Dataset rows
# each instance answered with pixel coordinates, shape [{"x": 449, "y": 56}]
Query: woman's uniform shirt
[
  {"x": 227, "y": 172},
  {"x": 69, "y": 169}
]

§ **WRITTEN TASK**: Transcribe the records above line for line, without changing any character.

§ **COMPLETE RESPONSE**:
# each instance answered with pixel coordinates, shape [{"x": 449, "y": 56}]
Query: woman's uniform shirt
[
  {"x": 227, "y": 172},
  {"x": 69, "y": 169}
]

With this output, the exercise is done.